> _Exercise instructions_
Give the stretch of rows from the line containing "Prompted segmentation: for" through the line containing "positive clicks: (285, 55)" as a JSON list of strings, one string per line, with blank lines omitted.

> _Listed records_

■ ■ ■ ■ ■ ■ ■

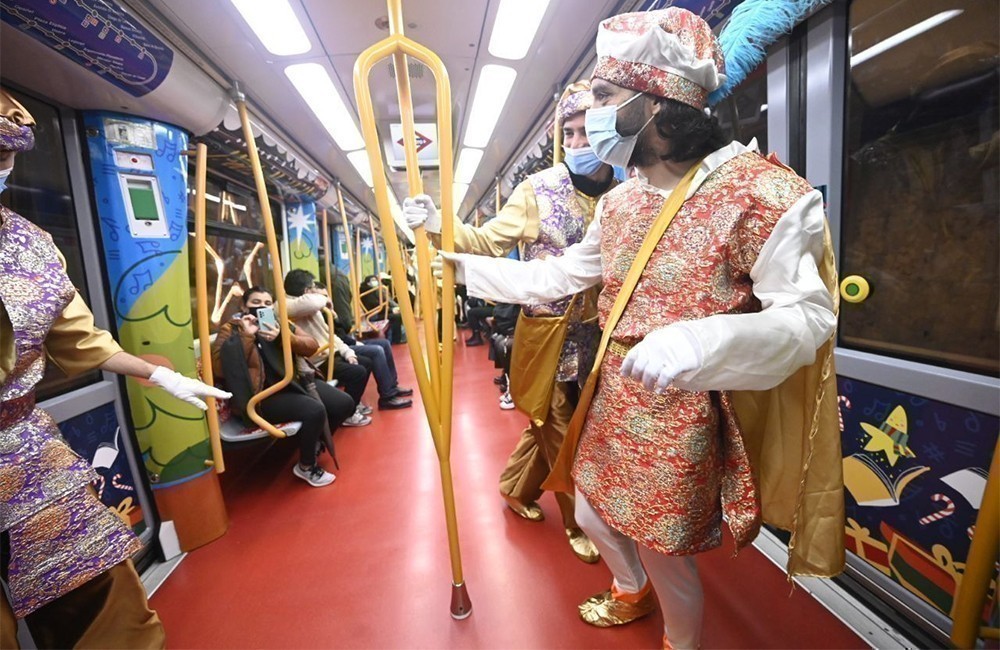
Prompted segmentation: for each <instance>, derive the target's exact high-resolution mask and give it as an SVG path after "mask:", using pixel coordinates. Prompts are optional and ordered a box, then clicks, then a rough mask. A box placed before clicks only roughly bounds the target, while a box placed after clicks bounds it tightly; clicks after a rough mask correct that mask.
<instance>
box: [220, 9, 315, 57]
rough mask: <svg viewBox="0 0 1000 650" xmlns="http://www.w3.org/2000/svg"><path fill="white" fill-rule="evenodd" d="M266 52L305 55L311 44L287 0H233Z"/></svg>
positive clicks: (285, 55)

■ ■ ■ ■ ■ ■ ■

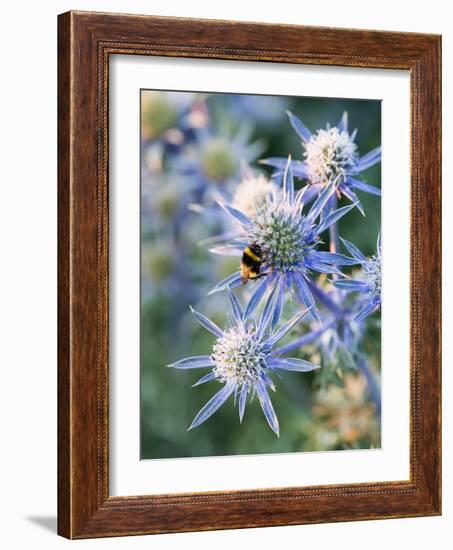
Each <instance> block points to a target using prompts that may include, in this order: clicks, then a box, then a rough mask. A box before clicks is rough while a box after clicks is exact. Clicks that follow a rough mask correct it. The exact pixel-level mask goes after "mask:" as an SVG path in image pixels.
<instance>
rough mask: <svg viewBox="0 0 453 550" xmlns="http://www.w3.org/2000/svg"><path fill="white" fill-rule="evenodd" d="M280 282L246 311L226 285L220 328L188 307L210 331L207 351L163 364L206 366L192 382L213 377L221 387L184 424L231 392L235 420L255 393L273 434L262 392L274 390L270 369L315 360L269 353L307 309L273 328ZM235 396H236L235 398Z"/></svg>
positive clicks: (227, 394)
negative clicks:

■ ■ ■ ■ ■ ■ ■

> _Answer section_
[
  "Prompted segmentation: for each <instance>, derive the target's exact high-resolution mask and give it as an SVG path after \"mask:\", using pixel coordinates. Prompts are optional and ordered a box, then clicks, then a rough mask. A box placed before clicks only roughly bounds the target, while a box placed after clicks bounds it tightly; clicks after a rough mask correct that mask.",
  "<instance>",
  "box: [220, 9, 315, 57]",
  "rough mask: <svg viewBox=\"0 0 1000 650\" xmlns=\"http://www.w3.org/2000/svg\"><path fill=\"white\" fill-rule=\"evenodd\" d=\"M266 52L305 55L311 44L287 0H233Z\"/></svg>",
  "positive clicks: (285, 55)"
]